• Information provided
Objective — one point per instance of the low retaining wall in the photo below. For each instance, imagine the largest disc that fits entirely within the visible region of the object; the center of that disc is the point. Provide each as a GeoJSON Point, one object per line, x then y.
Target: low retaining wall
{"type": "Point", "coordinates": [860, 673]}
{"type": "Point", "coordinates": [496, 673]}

...

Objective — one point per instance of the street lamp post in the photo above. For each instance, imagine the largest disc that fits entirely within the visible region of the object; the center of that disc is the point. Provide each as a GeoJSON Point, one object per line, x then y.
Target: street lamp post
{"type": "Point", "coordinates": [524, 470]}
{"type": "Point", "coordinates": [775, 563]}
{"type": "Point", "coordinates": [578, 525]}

• What the task asks
Using the material above, work out the number of lines that include "each" and answer with that number by itself.

• Written response
2